ARBEITSAUFTRAG
Prüfe anhand des Seitentexts über den Potsdamer Nachwuchswissenschafts-Preis, ob die folgenden Aussagen zutreffen. Beantworte jede mit Ja oder Nein und zitiere die entscheidenden Worte wörtlich.
1. Lisa Schwetlick hat in Potsdam studiert und promoviert.
2. Der Jury lagen in diesem Jahr zehn Nominierungen vor.
3. Den Vorsitz der Jury hatte Prof. Dr. Ralf Engbert.

### SEITENTEXT

Dr. Lisa Schwetlick freut sich über die Auszeichnung: „Der Potsdamer Nachwuchswissenschafts-Preis hat für mich als Forscherin der Kognitionswissenschaft eine besondere Bedeutung. Nach meinem Studium und meiner Promotion in Potsdam ist diese Auszeichnung nicht nur eine persönliche Anerkennung, sondern auch eine Anerkennung für die Relevanz meiner Arbeit und meiner Bestrebungen offene, reproduzierbare Forschung voranzutreiben. Die Kognitionswissenschaft spielt eine entscheidende Rolle für das Verständnis menschlicher Denkprozesse und hat weitreichende Implikationen für verschiedenste Anwendungsbereiche. Einen besonderen Dank möchte ich an Prof Dr. Ralf Engbert und meine Kollegen an der Universität Potsdam richten, ohne die diese Arbeit nicht möglich gewesen wäre. Die Auszeichnung mit dem Potsdamer Nachwuchswissenschafts-Preis motiviert mich zusätzlich, meine Forschung weiter voranzutreiben und einen nachhaltigen Beitrag auf diesem wichtigen Gebiet zu leisten.“

Der Jury unter Vorsitz von Oberbürgermeister Mike Schubert lagen in diesem Jahr zwölf Nominierungen vor.

######
### DIE DATEN

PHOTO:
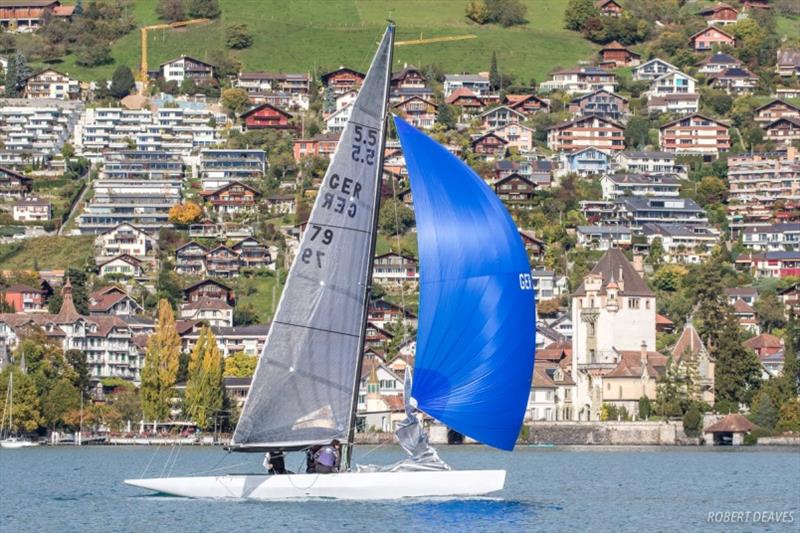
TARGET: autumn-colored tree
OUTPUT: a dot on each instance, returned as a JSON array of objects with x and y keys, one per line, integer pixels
[
  {"x": 204, "y": 390},
  {"x": 160, "y": 365},
  {"x": 185, "y": 213}
]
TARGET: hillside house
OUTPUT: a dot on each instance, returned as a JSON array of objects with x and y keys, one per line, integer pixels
[
  {"x": 410, "y": 77},
  {"x": 418, "y": 112},
  {"x": 51, "y": 84},
  {"x": 775, "y": 109},
  {"x": 710, "y": 38},
  {"x": 215, "y": 313},
  {"x": 515, "y": 189},
  {"x": 342, "y": 80},
  {"x": 518, "y": 136},
  {"x": 31, "y": 209},
  {"x": 615, "y": 54},
  {"x": 527, "y": 104},
  {"x": 126, "y": 239},
  {"x": 477, "y": 83},
  {"x": 585, "y": 162},
  {"x": 209, "y": 288},
  {"x": 23, "y": 299},
  {"x": 588, "y": 131},
  {"x": 614, "y": 335},
  {"x": 233, "y": 198},
  {"x": 252, "y": 253},
  {"x": 321, "y": 145},
  {"x": 266, "y": 82},
  {"x": 650, "y": 70},
  {"x": 695, "y": 134},
  {"x": 469, "y": 102},
  {"x": 393, "y": 270},
  {"x": 489, "y": 146},
  {"x": 610, "y": 8},
  {"x": 185, "y": 67},
  {"x": 720, "y": 14},
  {"x": 27, "y": 15},
  {"x": 190, "y": 259},
  {"x": 617, "y": 185},
  {"x": 13, "y": 184},
  {"x": 600, "y": 103},
  {"x": 783, "y": 130},
  {"x": 718, "y": 62},
  {"x": 123, "y": 265},
  {"x": 500, "y": 116},
  {"x": 266, "y": 116},
  {"x": 581, "y": 80},
  {"x": 112, "y": 300},
  {"x": 788, "y": 62},
  {"x": 735, "y": 81}
]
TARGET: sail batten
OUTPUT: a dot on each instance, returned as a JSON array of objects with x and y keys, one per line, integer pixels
[
  {"x": 307, "y": 377},
  {"x": 476, "y": 334}
]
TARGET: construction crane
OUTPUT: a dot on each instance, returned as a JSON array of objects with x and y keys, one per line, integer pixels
[{"x": 144, "y": 29}]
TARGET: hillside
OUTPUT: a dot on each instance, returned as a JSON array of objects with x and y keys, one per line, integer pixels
[{"x": 330, "y": 33}]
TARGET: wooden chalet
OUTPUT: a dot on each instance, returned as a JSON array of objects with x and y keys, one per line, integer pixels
[
  {"x": 515, "y": 189},
  {"x": 342, "y": 79},
  {"x": 618, "y": 55},
  {"x": 527, "y": 103},
  {"x": 266, "y": 116}
]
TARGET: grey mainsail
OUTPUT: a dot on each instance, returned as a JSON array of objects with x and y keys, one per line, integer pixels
[{"x": 304, "y": 388}]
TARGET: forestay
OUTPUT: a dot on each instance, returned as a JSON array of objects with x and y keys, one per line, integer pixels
[
  {"x": 475, "y": 340},
  {"x": 304, "y": 386}
]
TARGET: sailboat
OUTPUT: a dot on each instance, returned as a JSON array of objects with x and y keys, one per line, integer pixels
[
  {"x": 475, "y": 343},
  {"x": 11, "y": 442}
]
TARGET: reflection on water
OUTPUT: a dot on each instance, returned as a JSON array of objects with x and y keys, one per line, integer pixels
[{"x": 554, "y": 489}]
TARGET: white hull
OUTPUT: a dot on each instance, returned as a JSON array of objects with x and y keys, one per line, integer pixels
[
  {"x": 343, "y": 486},
  {"x": 15, "y": 444}
]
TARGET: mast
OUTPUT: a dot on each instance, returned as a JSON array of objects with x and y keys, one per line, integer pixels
[{"x": 373, "y": 242}]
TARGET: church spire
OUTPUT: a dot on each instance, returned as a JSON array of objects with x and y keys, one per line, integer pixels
[{"x": 68, "y": 313}]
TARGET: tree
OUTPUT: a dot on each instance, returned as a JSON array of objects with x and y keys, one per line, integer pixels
[
  {"x": 737, "y": 372},
  {"x": 204, "y": 390},
  {"x": 238, "y": 36},
  {"x": 494, "y": 73},
  {"x": 208, "y": 9},
  {"x": 122, "y": 82},
  {"x": 240, "y": 365},
  {"x": 769, "y": 311},
  {"x": 477, "y": 11},
  {"x": 395, "y": 217},
  {"x": 185, "y": 213},
  {"x": 245, "y": 315},
  {"x": 160, "y": 365},
  {"x": 171, "y": 10},
  {"x": 235, "y": 100},
  {"x": 636, "y": 132},
  {"x": 62, "y": 398},
  {"x": 578, "y": 12},
  {"x": 763, "y": 411},
  {"x": 25, "y": 409},
  {"x": 77, "y": 360}
]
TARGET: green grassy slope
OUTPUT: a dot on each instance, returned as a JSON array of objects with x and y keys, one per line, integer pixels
[{"x": 328, "y": 33}]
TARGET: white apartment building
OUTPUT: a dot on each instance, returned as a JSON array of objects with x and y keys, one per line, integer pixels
[
  {"x": 35, "y": 129},
  {"x": 616, "y": 185},
  {"x": 142, "y": 203}
]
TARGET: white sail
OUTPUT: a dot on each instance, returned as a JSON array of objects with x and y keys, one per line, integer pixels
[{"x": 304, "y": 387}]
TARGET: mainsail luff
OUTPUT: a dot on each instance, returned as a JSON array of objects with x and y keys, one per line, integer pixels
[{"x": 304, "y": 386}]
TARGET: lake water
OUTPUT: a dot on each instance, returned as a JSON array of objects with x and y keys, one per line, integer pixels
[{"x": 559, "y": 489}]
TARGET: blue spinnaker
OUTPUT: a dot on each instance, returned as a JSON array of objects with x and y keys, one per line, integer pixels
[{"x": 476, "y": 334}]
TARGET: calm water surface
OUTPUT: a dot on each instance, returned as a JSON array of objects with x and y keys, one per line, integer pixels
[{"x": 559, "y": 489}]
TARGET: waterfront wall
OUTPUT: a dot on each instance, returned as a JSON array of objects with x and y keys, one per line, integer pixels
[{"x": 608, "y": 433}]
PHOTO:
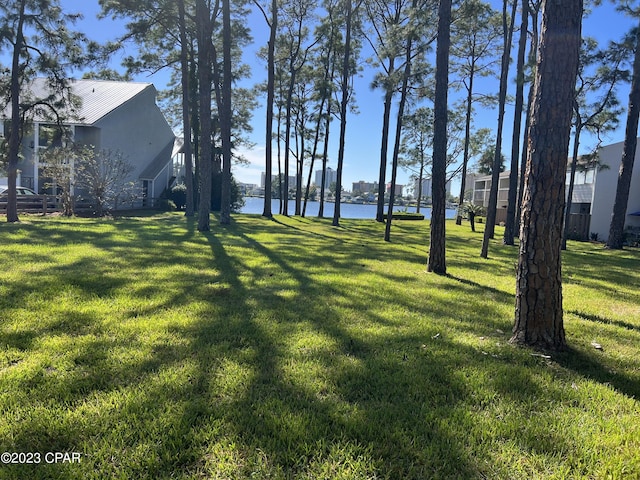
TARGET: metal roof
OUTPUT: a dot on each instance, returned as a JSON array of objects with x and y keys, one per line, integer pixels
[{"x": 98, "y": 98}]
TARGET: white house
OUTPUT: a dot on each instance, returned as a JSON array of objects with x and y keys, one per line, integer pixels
[
  {"x": 605, "y": 182},
  {"x": 118, "y": 116}
]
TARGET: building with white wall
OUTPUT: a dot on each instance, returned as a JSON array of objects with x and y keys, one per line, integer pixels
[
  {"x": 120, "y": 117},
  {"x": 593, "y": 194}
]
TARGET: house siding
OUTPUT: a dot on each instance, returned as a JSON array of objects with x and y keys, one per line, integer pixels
[{"x": 606, "y": 182}]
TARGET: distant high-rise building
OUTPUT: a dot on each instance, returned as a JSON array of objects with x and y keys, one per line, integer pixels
[
  {"x": 364, "y": 187},
  {"x": 330, "y": 177},
  {"x": 292, "y": 180},
  {"x": 398, "y": 190},
  {"x": 427, "y": 187}
]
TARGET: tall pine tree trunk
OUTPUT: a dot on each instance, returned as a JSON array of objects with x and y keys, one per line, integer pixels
[
  {"x": 490, "y": 225},
  {"x": 616, "y": 229},
  {"x": 14, "y": 135},
  {"x": 225, "y": 114},
  {"x": 346, "y": 74},
  {"x": 510, "y": 224},
  {"x": 467, "y": 141},
  {"x": 204, "y": 97},
  {"x": 270, "y": 96},
  {"x": 437, "y": 247},
  {"x": 186, "y": 113},
  {"x": 384, "y": 148},
  {"x": 396, "y": 147},
  {"x": 538, "y": 312}
]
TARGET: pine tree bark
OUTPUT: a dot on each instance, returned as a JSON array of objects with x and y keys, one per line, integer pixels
[
  {"x": 510, "y": 224},
  {"x": 273, "y": 28},
  {"x": 226, "y": 114},
  {"x": 437, "y": 248},
  {"x": 538, "y": 313},
  {"x": 14, "y": 135},
  {"x": 616, "y": 229},
  {"x": 186, "y": 114},
  {"x": 204, "y": 92}
]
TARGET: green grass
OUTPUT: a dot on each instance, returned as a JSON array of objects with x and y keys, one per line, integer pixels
[{"x": 292, "y": 349}]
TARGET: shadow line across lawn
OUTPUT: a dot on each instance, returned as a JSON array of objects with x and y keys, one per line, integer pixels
[
  {"x": 289, "y": 366},
  {"x": 357, "y": 405}
]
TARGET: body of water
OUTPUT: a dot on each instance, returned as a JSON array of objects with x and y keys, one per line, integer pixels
[{"x": 347, "y": 210}]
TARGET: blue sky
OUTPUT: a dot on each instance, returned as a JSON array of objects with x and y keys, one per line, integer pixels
[{"x": 364, "y": 128}]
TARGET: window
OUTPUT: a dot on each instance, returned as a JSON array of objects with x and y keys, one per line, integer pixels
[{"x": 51, "y": 136}]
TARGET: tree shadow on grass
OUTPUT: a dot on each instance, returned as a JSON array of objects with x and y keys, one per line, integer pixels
[
  {"x": 365, "y": 407},
  {"x": 606, "y": 321},
  {"x": 590, "y": 367}
]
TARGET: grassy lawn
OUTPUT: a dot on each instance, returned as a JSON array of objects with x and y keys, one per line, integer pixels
[{"x": 292, "y": 349}]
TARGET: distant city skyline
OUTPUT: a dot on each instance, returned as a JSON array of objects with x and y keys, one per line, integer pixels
[{"x": 362, "y": 150}]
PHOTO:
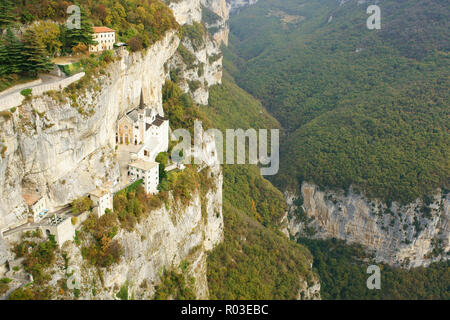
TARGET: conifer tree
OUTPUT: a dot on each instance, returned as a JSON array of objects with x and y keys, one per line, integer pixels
[
  {"x": 73, "y": 37},
  {"x": 13, "y": 56},
  {"x": 7, "y": 15},
  {"x": 4, "y": 69},
  {"x": 35, "y": 56}
]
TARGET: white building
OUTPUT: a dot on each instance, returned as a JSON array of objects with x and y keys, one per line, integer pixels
[
  {"x": 36, "y": 204},
  {"x": 61, "y": 228},
  {"x": 144, "y": 127},
  {"x": 102, "y": 199},
  {"x": 147, "y": 171},
  {"x": 105, "y": 38}
]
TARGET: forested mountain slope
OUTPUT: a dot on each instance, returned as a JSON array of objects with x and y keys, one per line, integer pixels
[{"x": 361, "y": 107}]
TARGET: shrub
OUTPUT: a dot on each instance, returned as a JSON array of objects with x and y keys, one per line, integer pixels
[{"x": 26, "y": 92}]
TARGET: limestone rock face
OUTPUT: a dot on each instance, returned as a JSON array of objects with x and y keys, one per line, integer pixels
[
  {"x": 197, "y": 76},
  {"x": 163, "y": 240},
  {"x": 398, "y": 235},
  {"x": 219, "y": 28},
  {"x": 63, "y": 149},
  {"x": 186, "y": 11},
  {"x": 309, "y": 291}
]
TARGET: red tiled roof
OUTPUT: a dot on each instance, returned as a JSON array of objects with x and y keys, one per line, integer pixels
[
  {"x": 102, "y": 29},
  {"x": 31, "y": 199}
]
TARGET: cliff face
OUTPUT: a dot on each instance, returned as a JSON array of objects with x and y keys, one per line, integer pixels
[
  {"x": 63, "y": 153},
  {"x": 205, "y": 69},
  {"x": 64, "y": 148},
  {"x": 165, "y": 239},
  {"x": 410, "y": 236}
]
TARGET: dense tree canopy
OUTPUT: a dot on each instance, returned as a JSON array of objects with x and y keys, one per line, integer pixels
[{"x": 362, "y": 107}]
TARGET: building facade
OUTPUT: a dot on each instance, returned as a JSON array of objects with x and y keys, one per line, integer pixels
[
  {"x": 105, "y": 38},
  {"x": 103, "y": 200},
  {"x": 144, "y": 127},
  {"x": 147, "y": 171},
  {"x": 37, "y": 206}
]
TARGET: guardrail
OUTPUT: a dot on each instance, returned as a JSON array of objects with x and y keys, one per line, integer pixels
[{"x": 12, "y": 100}]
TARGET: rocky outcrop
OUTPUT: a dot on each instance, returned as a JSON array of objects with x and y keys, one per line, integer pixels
[
  {"x": 167, "y": 237},
  {"x": 309, "y": 290},
  {"x": 63, "y": 149},
  {"x": 201, "y": 67},
  {"x": 410, "y": 235}
]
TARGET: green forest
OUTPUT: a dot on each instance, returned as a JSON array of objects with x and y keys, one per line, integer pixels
[
  {"x": 360, "y": 107},
  {"x": 342, "y": 271}
]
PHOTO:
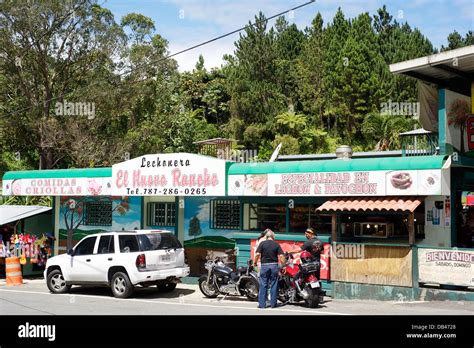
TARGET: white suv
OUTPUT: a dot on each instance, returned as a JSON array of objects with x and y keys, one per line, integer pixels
[{"x": 120, "y": 260}]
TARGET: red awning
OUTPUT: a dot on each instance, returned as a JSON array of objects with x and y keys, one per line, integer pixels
[{"x": 372, "y": 204}]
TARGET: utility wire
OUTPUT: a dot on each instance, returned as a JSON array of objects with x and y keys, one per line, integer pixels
[{"x": 172, "y": 55}]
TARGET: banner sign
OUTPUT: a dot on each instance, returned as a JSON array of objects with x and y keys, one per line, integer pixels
[
  {"x": 174, "y": 174},
  {"x": 57, "y": 187},
  {"x": 446, "y": 266},
  {"x": 288, "y": 246},
  {"x": 370, "y": 183}
]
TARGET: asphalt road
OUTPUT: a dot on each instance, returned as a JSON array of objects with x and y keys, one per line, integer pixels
[{"x": 33, "y": 298}]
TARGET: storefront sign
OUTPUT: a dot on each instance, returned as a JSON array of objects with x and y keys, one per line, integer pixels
[
  {"x": 179, "y": 174},
  {"x": 446, "y": 266},
  {"x": 288, "y": 246},
  {"x": 57, "y": 187},
  {"x": 370, "y": 183}
]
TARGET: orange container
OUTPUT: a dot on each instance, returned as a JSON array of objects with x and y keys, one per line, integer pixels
[{"x": 13, "y": 271}]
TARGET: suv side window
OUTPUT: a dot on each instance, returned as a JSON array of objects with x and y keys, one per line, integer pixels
[
  {"x": 86, "y": 247},
  {"x": 128, "y": 243},
  {"x": 106, "y": 245}
]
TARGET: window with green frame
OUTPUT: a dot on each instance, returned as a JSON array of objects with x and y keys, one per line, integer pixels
[
  {"x": 303, "y": 216},
  {"x": 260, "y": 216},
  {"x": 161, "y": 214},
  {"x": 98, "y": 213},
  {"x": 225, "y": 214}
]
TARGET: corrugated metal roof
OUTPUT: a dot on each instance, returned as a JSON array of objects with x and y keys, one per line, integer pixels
[
  {"x": 337, "y": 165},
  {"x": 441, "y": 68},
  {"x": 372, "y": 204}
]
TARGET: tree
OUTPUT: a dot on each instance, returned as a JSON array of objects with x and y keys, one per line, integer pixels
[
  {"x": 51, "y": 51},
  {"x": 458, "y": 115},
  {"x": 252, "y": 82},
  {"x": 291, "y": 123},
  {"x": 309, "y": 70},
  {"x": 194, "y": 227},
  {"x": 382, "y": 131}
]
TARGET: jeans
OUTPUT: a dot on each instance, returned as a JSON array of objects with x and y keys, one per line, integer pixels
[{"x": 268, "y": 279}]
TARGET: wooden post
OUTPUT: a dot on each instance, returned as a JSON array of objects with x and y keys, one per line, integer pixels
[
  {"x": 334, "y": 228},
  {"x": 411, "y": 228}
]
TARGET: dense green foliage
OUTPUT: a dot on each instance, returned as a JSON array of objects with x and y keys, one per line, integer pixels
[{"x": 310, "y": 89}]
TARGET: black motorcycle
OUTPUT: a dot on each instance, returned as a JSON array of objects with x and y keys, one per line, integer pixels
[{"x": 222, "y": 280}]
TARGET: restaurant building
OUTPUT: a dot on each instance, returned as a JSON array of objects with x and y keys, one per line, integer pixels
[{"x": 395, "y": 224}]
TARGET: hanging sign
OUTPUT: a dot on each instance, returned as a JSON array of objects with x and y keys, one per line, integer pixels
[
  {"x": 368, "y": 183},
  {"x": 57, "y": 187},
  {"x": 174, "y": 174},
  {"x": 446, "y": 266}
]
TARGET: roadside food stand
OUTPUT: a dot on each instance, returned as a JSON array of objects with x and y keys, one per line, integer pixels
[
  {"x": 392, "y": 222},
  {"x": 25, "y": 232}
]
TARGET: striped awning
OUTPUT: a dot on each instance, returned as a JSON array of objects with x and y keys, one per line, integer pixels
[{"x": 372, "y": 204}]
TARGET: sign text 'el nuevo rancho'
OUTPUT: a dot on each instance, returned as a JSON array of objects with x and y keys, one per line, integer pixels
[{"x": 170, "y": 174}]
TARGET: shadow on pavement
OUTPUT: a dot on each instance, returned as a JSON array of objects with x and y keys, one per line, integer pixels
[{"x": 149, "y": 292}]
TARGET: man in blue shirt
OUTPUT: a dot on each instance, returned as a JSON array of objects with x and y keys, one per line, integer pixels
[{"x": 271, "y": 255}]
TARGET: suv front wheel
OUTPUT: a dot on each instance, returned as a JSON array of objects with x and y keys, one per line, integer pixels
[{"x": 121, "y": 285}]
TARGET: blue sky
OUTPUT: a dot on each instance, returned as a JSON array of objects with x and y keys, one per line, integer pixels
[{"x": 185, "y": 23}]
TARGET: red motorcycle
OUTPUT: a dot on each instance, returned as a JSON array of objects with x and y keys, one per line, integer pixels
[{"x": 298, "y": 282}]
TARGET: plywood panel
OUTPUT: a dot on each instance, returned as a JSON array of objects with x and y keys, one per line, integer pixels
[{"x": 382, "y": 265}]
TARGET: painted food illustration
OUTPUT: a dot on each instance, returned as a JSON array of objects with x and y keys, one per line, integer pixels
[
  {"x": 238, "y": 185},
  {"x": 401, "y": 180},
  {"x": 256, "y": 184}
]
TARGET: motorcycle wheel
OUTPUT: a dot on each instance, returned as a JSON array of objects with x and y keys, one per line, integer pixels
[
  {"x": 313, "y": 299},
  {"x": 283, "y": 295},
  {"x": 251, "y": 289},
  {"x": 208, "y": 290}
]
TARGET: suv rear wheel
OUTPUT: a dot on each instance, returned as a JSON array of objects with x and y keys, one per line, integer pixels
[
  {"x": 166, "y": 287},
  {"x": 121, "y": 285},
  {"x": 56, "y": 283}
]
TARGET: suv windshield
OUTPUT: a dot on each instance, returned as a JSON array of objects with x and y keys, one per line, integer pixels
[{"x": 158, "y": 241}]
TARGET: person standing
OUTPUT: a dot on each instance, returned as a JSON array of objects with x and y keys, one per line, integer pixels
[
  {"x": 271, "y": 256},
  {"x": 312, "y": 245}
]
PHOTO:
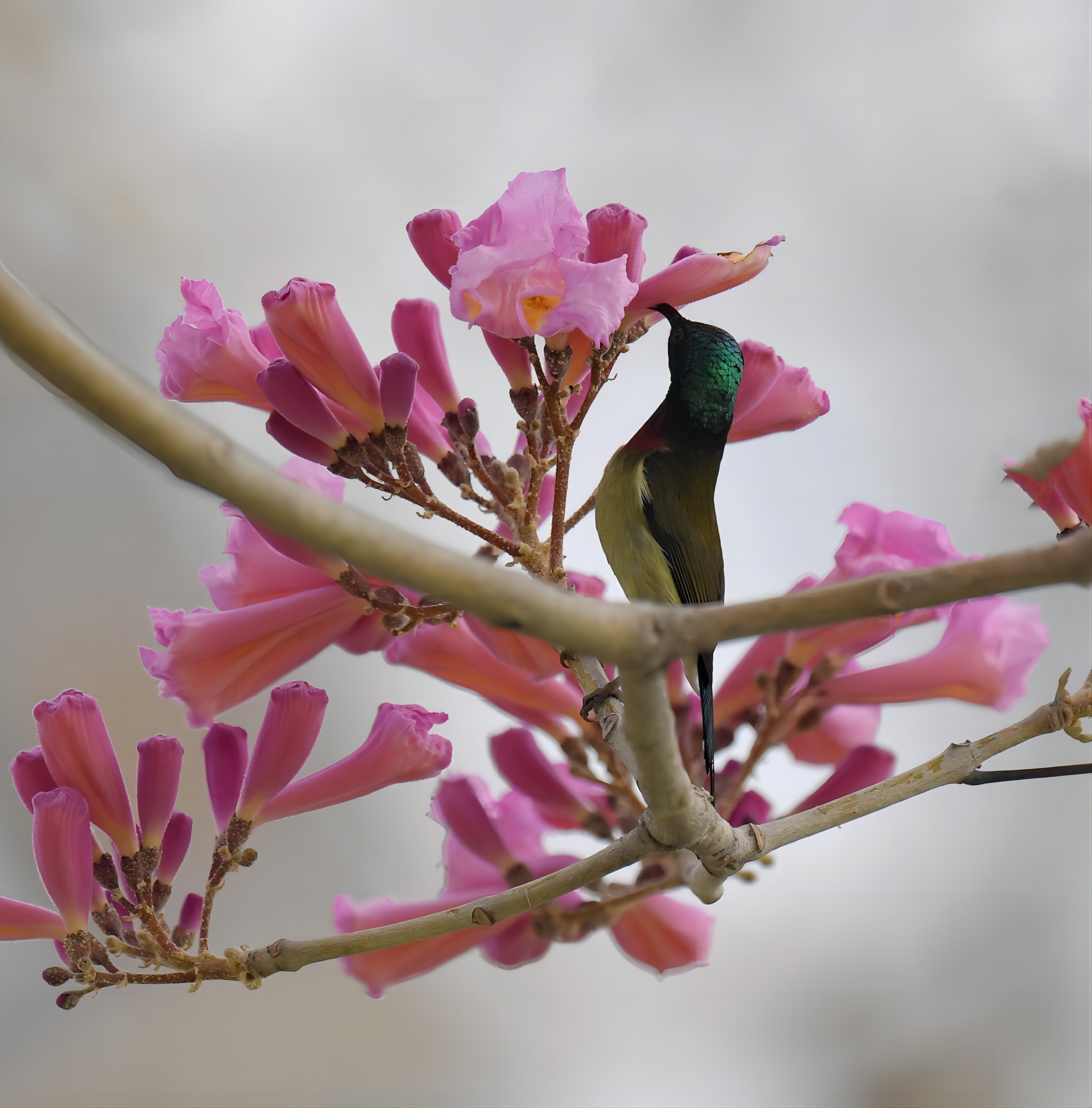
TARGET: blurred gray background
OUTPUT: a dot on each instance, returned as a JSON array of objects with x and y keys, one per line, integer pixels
[{"x": 929, "y": 166}]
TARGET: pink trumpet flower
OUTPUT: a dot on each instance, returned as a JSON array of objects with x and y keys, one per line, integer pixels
[
  {"x": 80, "y": 756},
  {"x": 988, "y": 650},
  {"x": 400, "y": 747},
  {"x": 773, "y": 397},
  {"x": 431, "y": 235},
  {"x": 398, "y": 381},
  {"x": 287, "y": 735},
  {"x": 665, "y": 934},
  {"x": 864, "y": 766},
  {"x": 696, "y": 276},
  {"x": 1059, "y": 478},
  {"x": 159, "y": 768},
  {"x": 208, "y": 352},
  {"x": 309, "y": 326},
  {"x": 30, "y": 775},
  {"x": 225, "y": 749},
  {"x": 416, "y": 327},
  {"x": 29, "y": 921},
  {"x": 63, "y": 850},
  {"x": 176, "y": 838},
  {"x": 520, "y": 271}
]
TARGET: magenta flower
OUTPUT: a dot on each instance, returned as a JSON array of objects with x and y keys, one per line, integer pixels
[
  {"x": 416, "y": 327},
  {"x": 400, "y": 747},
  {"x": 773, "y": 397},
  {"x": 63, "y": 850},
  {"x": 288, "y": 733},
  {"x": 310, "y": 328},
  {"x": 520, "y": 273},
  {"x": 80, "y": 756},
  {"x": 431, "y": 235},
  {"x": 1059, "y": 478},
  {"x": 30, "y": 776},
  {"x": 665, "y": 934},
  {"x": 864, "y": 766},
  {"x": 988, "y": 650},
  {"x": 208, "y": 352},
  {"x": 159, "y": 767},
  {"x": 29, "y": 921},
  {"x": 226, "y": 756}
]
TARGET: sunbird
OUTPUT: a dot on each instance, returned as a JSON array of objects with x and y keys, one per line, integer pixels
[{"x": 655, "y": 510}]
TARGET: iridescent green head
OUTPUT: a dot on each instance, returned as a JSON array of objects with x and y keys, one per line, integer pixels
[{"x": 707, "y": 365}]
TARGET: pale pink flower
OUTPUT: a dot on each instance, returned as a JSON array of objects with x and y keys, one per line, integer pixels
[
  {"x": 208, "y": 352},
  {"x": 400, "y": 747},
  {"x": 864, "y": 766},
  {"x": 29, "y": 921},
  {"x": 159, "y": 768},
  {"x": 988, "y": 650},
  {"x": 63, "y": 850},
  {"x": 772, "y": 396},
  {"x": 416, "y": 327},
  {"x": 520, "y": 272},
  {"x": 665, "y": 934},
  {"x": 30, "y": 775},
  {"x": 80, "y": 756},
  {"x": 310, "y": 328},
  {"x": 289, "y": 728}
]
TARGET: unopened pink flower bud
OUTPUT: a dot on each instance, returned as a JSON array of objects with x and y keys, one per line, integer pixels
[
  {"x": 29, "y": 921},
  {"x": 225, "y": 749},
  {"x": 316, "y": 337},
  {"x": 80, "y": 756},
  {"x": 63, "y": 850},
  {"x": 30, "y": 776},
  {"x": 159, "y": 767},
  {"x": 430, "y": 233},
  {"x": 299, "y": 442},
  {"x": 398, "y": 380},
  {"x": 175, "y": 843},
  {"x": 614, "y": 231},
  {"x": 295, "y": 398},
  {"x": 416, "y": 327},
  {"x": 288, "y": 733},
  {"x": 513, "y": 359}
]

######

ANTWORT
1. Ja: „Nach meinem Studium und meiner Promotion in Potsdam“
2. Nein: „lagen in diesem Jahr zwölf Nominierungen vor“
3. Nein: „unter Vorsitz von Oberbürgermeister Mike Schubert“